### Available records ###
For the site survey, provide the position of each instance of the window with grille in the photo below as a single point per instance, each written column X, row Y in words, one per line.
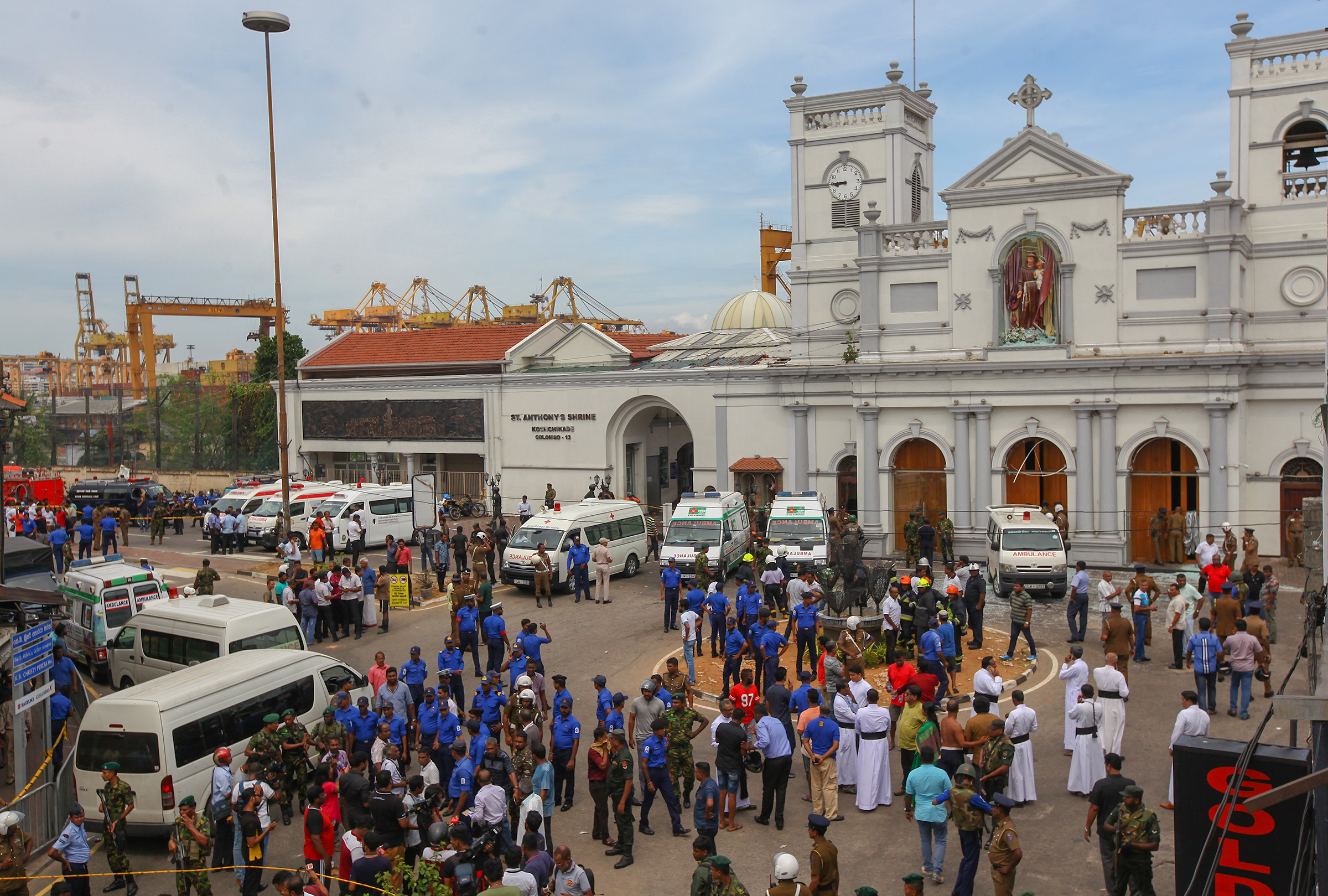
column 845, row 214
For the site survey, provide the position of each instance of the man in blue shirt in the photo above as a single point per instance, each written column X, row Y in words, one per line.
column 670, row 582
column 658, row 781
column 565, row 737
column 577, row 568
column 1076, row 612
column 924, row 786
column 468, row 627
column 772, row 740
column 719, row 607
column 603, row 698
column 1202, row 651
column 496, row 636
column 821, row 740
column 413, row 674
column 735, row 645
column 532, row 643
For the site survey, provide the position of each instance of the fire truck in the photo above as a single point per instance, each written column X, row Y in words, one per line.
column 27, row 484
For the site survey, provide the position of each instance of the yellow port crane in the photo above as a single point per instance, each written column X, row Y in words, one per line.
column 428, row 308
column 543, row 308
column 138, row 317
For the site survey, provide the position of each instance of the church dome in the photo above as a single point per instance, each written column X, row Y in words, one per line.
column 752, row 311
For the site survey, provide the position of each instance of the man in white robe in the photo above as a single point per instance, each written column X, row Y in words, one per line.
column 847, row 714
column 1088, row 766
column 1075, row 675
column 873, row 760
column 1192, row 721
column 1020, row 725
column 1112, row 691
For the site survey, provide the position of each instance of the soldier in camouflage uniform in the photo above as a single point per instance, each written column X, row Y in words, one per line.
column 295, row 758
column 117, row 801
column 190, row 841
column 946, row 527
column 205, row 578
column 679, row 753
column 1137, row 838
column 158, row 522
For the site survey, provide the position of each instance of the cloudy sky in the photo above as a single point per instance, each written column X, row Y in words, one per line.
column 630, row 147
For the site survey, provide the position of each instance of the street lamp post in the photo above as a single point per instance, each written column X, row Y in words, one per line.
column 271, row 23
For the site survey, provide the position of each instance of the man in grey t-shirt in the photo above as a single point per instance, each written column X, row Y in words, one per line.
column 643, row 711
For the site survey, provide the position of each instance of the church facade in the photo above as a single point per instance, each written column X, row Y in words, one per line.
column 1040, row 343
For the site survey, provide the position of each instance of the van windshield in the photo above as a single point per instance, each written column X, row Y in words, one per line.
column 797, row 530
column 136, row 753
column 694, row 531
column 532, row 537
column 1031, row 539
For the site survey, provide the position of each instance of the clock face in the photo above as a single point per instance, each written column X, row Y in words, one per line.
column 845, row 182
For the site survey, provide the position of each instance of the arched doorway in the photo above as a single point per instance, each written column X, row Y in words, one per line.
column 1035, row 473
column 1164, row 473
column 920, row 480
column 1300, row 478
column 847, row 484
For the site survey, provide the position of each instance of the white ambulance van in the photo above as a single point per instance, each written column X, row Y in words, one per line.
column 1023, row 545
column 622, row 522
column 719, row 521
column 797, row 522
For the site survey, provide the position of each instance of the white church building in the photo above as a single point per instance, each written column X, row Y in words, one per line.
column 1043, row 341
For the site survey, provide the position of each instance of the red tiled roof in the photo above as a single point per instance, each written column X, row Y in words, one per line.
column 756, row 465
column 463, row 344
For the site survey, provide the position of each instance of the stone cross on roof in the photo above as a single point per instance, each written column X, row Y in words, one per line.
column 1030, row 96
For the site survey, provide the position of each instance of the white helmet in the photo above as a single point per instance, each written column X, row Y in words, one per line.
column 785, row 867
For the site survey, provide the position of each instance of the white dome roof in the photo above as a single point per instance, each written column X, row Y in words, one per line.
column 752, row 311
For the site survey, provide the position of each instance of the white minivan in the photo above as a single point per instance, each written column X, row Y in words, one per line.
column 622, row 522
column 164, row 733
column 1024, row 545
column 173, row 635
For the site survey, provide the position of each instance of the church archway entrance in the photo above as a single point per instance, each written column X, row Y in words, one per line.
column 1035, row 473
column 1164, row 473
column 920, row 485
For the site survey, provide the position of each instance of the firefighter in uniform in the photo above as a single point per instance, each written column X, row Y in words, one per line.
column 679, row 754
column 1004, row 851
column 294, row 740
column 158, row 522
column 1134, row 828
column 205, row 578
column 621, row 797
column 190, row 841
column 117, row 801
column 946, row 527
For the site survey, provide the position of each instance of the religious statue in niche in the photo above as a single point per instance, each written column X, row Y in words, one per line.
column 1030, row 287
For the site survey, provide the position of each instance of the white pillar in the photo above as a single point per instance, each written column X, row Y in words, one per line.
column 1084, row 470
column 963, row 501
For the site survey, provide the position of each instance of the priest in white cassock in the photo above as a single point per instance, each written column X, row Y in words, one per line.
column 1192, row 721
column 1020, row 725
column 1112, row 691
column 1088, row 766
column 988, row 684
column 847, row 714
column 873, row 760
column 1075, row 675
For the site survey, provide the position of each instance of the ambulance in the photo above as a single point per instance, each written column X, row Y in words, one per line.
column 798, row 524
column 719, row 521
column 1024, row 546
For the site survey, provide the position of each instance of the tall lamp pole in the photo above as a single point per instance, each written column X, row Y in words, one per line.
column 271, row 23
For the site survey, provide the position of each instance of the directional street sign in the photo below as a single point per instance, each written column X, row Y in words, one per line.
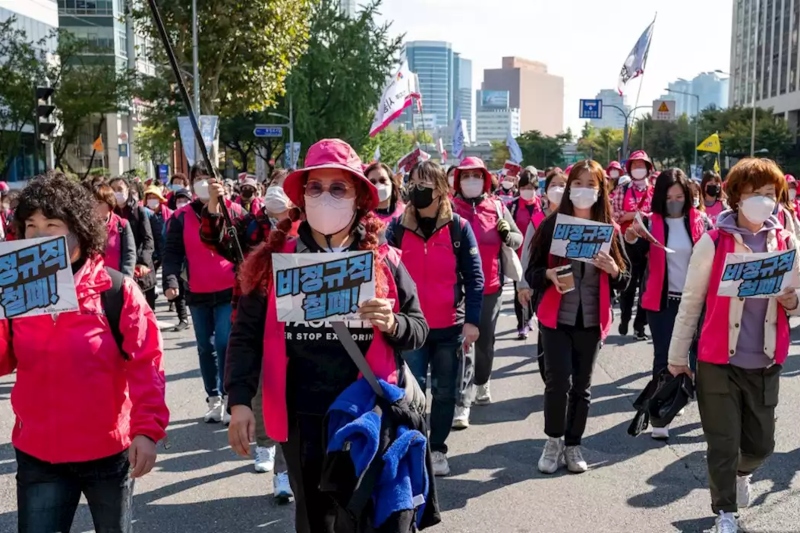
column 591, row 109
column 268, row 130
column 664, row 110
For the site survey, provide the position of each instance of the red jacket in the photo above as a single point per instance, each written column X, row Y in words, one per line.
column 76, row 398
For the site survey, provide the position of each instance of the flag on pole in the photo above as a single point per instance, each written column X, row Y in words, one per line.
column 458, row 135
column 711, row 144
column 397, row 96
column 636, row 60
column 513, row 148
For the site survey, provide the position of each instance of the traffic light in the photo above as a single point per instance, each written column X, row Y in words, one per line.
column 44, row 123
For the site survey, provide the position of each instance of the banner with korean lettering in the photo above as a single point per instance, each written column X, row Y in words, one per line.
column 580, row 239
column 36, row 278
column 310, row 287
column 759, row 275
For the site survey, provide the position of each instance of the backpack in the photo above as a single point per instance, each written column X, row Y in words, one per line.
column 112, row 302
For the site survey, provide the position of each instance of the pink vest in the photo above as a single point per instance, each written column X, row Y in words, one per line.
column 208, row 271
column 713, row 346
column 380, row 356
column 483, row 220
column 113, row 255
column 657, row 258
column 436, row 287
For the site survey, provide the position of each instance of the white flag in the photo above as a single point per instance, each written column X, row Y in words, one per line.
column 396, row 97
column 635, row 62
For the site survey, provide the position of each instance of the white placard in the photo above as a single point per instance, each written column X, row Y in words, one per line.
column 759, row 275
column 579, row 239
column 331, row 286
column 36, row 278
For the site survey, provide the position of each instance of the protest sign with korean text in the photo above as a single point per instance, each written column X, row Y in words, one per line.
column 580, row 239
column 310, row 287
column 759, row 275
column 36, row 278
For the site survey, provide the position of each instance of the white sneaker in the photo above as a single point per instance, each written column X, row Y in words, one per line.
column 552, row 455
column 660, row 433
column 461, row 418
column 726, row 523
column 214, row 413
column 281, row 488
column 226, row 417
column 264, row 459
column 484, row 395
column 440, row 464
column 743, row 491
column 574, row 459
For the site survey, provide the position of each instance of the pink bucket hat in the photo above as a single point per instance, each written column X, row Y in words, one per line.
column 328, row 153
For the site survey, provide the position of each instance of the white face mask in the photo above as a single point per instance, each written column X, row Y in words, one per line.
column 201, row 190
column 384, row 191
column 471, row 187
column 555, row 194
column 583, row 198
column 757, row 209
column 329, row 215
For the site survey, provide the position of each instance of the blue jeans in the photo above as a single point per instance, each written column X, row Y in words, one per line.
column 211, row 321
column 440, row 351
column 48, row 494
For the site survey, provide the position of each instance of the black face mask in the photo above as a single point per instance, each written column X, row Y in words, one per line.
column 421, row 198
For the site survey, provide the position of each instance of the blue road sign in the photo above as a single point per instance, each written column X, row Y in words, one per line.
column 268, row 131
column 591, row 109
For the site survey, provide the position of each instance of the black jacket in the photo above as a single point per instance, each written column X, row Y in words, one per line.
column 139, row 222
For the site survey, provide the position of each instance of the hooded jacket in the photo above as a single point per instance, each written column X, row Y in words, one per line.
column 111, row 399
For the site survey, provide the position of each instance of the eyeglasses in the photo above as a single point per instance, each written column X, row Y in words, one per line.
column 337, row 189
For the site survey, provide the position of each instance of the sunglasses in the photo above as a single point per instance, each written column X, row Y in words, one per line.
column 337, row 189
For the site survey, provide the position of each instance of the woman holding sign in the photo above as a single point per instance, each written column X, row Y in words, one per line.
column 574, row 313
column 305, row 365
column 743, row 340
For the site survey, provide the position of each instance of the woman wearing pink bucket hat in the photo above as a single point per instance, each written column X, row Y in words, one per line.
column 305, row 366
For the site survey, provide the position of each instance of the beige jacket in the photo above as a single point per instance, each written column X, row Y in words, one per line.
column 694, row 298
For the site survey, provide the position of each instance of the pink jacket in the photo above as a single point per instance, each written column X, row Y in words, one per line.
column 380, row 355
column 73, row 358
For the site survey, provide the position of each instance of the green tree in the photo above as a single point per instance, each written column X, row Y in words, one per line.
column 23, row 64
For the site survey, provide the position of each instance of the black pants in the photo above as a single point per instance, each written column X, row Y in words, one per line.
column 48, row 494
column 628, row 297
column 737, row 410
column 569, row 356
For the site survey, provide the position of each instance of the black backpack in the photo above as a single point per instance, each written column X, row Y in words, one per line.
column 112, row 301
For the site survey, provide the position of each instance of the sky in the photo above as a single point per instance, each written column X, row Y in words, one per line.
column 583, row 41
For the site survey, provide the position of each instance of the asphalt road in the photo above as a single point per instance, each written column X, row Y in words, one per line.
column 199, row 486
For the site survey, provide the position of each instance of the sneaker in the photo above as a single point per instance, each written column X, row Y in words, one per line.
column 743, row 491
column 265, row 459
column 660, row 433
column 281, row 488
column 726, row 523
column 484, row 395
column 440, row 465
column 574, row 459
column 214, row 413
column 461, row 418
column 552, row 455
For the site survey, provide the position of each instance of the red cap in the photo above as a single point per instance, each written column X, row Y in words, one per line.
column 328, row 153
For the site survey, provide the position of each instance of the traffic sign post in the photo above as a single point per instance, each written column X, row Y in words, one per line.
column 664, row 110
column 268, row 130
column 591, row 109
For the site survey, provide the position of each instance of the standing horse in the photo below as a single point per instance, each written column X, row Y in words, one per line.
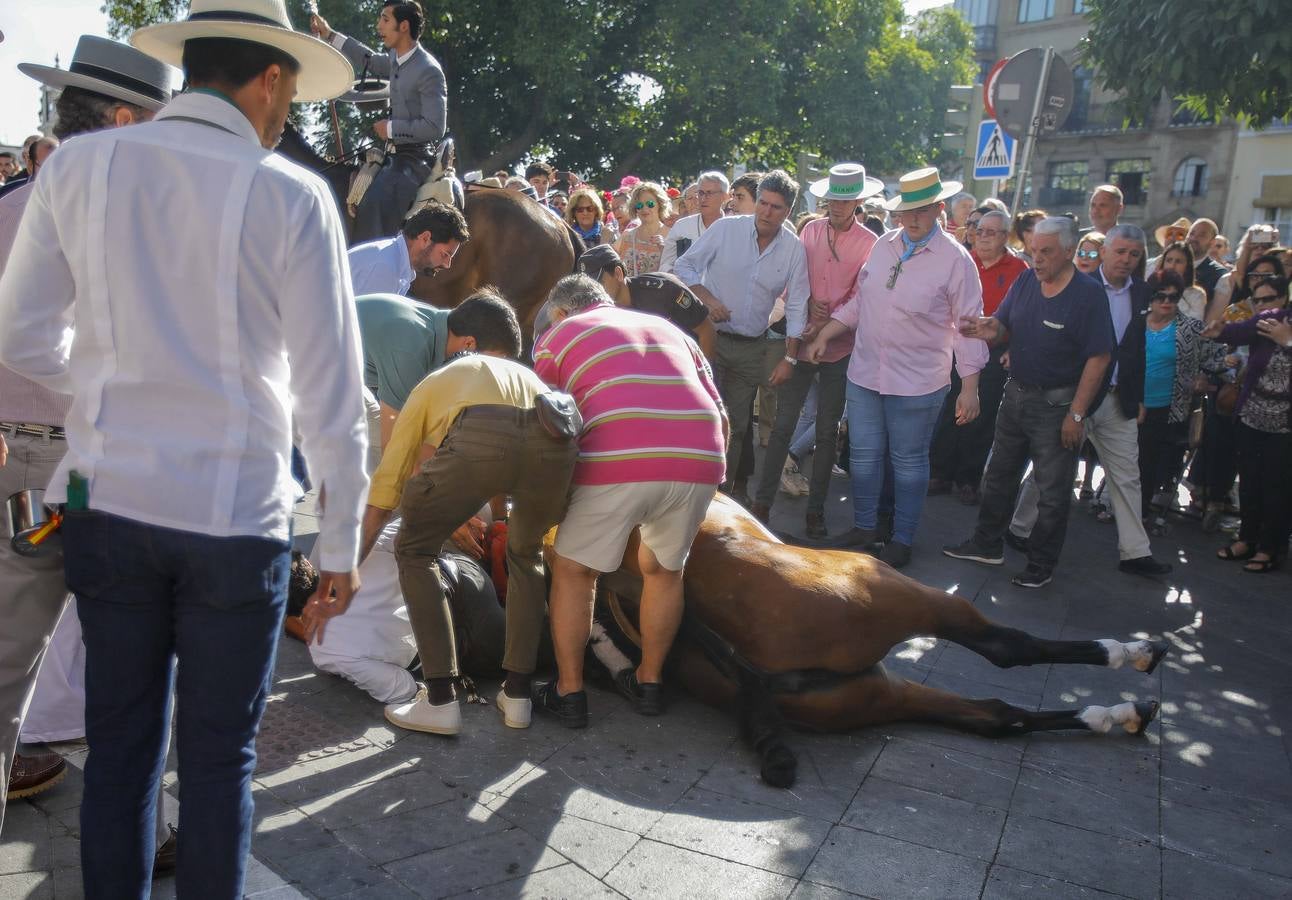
column 790, row 633
column 516, row 244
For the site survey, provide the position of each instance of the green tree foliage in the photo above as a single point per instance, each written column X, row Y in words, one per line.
column 1216, row 60
column 666, row 88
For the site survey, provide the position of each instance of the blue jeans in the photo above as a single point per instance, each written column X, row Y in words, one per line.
column 899, row 428
column 147, row 597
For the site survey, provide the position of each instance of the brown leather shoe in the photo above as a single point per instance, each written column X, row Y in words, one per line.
column 35, row 774
column 817, row 526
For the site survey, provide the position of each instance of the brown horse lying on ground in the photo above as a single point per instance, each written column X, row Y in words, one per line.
column 779, row 630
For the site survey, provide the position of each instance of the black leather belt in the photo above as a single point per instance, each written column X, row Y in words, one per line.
column 53, row 431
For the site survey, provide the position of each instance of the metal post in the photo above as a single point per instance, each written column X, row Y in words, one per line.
column 1032, row 133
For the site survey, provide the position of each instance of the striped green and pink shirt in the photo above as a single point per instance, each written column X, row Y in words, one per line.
column 650, row 408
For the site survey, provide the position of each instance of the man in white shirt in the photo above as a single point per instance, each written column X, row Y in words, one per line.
column 711, row 194
column 427, row 244
column 128, row 87
column 738, row 269
column 198, row 341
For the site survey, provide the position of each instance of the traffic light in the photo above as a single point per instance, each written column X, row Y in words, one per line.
column 956, row 120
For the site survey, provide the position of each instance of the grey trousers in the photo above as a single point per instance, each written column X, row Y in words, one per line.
column 32, row 595
column 1116, row 439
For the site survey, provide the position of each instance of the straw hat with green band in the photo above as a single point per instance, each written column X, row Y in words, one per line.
column 846, row 181
column 921, row 187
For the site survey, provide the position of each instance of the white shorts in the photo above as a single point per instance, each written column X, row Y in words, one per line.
column 602, row 517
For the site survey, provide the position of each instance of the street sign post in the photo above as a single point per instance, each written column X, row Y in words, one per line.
column 995, row 154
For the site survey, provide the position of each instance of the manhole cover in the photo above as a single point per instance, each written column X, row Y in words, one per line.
column 291, row 735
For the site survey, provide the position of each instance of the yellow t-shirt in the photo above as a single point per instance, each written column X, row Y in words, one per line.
column 436, row 403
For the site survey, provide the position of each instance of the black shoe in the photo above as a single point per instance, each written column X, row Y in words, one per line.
column 1018, row 541
column 973, row 553
column 1032, row 576
column 570, row 709
column 896, row 554
column 644, row 697
column 1145, row 566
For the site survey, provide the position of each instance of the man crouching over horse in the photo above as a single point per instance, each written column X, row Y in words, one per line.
column 651, row 455
column 419, row 109
column 473, row 429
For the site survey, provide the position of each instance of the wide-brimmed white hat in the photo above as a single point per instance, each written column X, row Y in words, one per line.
column 324, row 72
column 846, row 181
column 110, row 69
column 921, row 187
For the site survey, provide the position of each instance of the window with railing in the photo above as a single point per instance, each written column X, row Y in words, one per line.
column 1132, row 176
column 1035, row 10
column 1191, row 178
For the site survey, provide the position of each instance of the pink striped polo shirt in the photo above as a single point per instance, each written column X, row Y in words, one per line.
column 646, row 395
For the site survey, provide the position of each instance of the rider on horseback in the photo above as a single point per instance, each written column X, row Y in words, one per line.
column 419, row 109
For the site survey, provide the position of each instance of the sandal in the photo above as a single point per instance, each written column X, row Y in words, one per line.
column 1261, row 566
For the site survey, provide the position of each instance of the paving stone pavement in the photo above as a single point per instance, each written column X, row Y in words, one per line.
column 1200, row 806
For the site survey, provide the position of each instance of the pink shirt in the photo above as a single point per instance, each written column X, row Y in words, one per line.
column 906, row 335
column 650, row 409
column 21, row 400
column 833, row 275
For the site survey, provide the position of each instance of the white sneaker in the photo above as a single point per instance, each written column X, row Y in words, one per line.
column 516, row 713
column 792, row 480
column 420, row 714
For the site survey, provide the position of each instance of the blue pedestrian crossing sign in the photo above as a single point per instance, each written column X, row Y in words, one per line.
column 995, row 154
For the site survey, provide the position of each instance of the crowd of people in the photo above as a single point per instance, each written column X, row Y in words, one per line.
column 160, row 371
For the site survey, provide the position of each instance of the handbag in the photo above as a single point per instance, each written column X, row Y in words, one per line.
column 1197, row 419
column 558, row 416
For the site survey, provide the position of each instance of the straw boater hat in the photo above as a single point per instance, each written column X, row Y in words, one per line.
column 1160, row 234
column 109, row 69
column 324, row 72
column 921, row 187
column 846, row 181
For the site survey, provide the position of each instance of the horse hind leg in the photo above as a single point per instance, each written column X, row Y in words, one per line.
column 907, row 701
column 956, row 620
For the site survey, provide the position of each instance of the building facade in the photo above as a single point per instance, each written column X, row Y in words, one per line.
column 1171, row 165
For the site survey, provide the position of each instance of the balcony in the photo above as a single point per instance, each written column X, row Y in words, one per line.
column 1061, row 199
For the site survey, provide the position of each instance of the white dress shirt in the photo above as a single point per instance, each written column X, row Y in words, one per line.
column 208, row 289
column 372, row 643
column 726, row 260
column 381, row 266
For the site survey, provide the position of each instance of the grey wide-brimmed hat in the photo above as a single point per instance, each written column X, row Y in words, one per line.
column 846, row 181
column 110, row 69
column 324, row 71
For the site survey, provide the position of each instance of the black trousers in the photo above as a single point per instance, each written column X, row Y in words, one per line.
column 1264, row 490
column 1162, row 448
column 1027, row 429
column 959, row 452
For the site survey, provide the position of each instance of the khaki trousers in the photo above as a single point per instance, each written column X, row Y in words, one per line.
column 487, row 451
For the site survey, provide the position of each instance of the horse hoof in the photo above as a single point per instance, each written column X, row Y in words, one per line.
column 779, row 767
column 1147, row 712
column 1159, row 650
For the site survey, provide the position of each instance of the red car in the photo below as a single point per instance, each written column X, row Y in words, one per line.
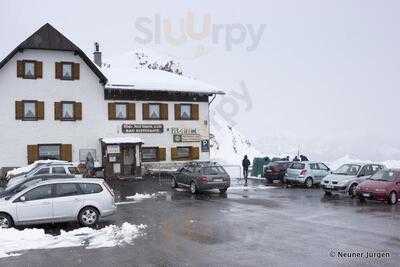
column 383, row 186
###
**To be done:**
Render the rows above as a numbered list without blank lines, beginning at the line that contains "of the beige" and ending with the line that contains "column 583, row 41", both included.

**Finished answer:**
1. For the site survey, provide the position of each instance of the beige jacket in the photo above as a single point per instance, each written column X, row Y in words, one per line.
2. column 694, row 298
3. For the site survey, provide the position of each instance of the pink jacket in the photo above as a single point per instance, each written column X, row Y in words, one per line.
4. column 380, row 355
5. column 73, row 358
6. For the site survey, provide the position of each instance of the green tree in the photo above as a single point per instance, each written column X, row Y in words, one per line.
7. column 23, row 64
8. For the site survey, provide the position of each instance of the black pants in the photo above as a single point per instance, each written column X, row Y in words, one per line.
9. column 48, row 494
10. column 628, row 297
11. column 737, row 410
12. column 569, row 356
13. For the site survey, provide the position of each instance of the black backpack in the photo above as a single point per instance, each written column X, row Y in words, one per line.
14. column 112, row 301
15. For the site survey, provide the position of each instance of the sky in the photo above as a single point per instance, each written column X, row Y in words, one per line.
16. column 583, row 41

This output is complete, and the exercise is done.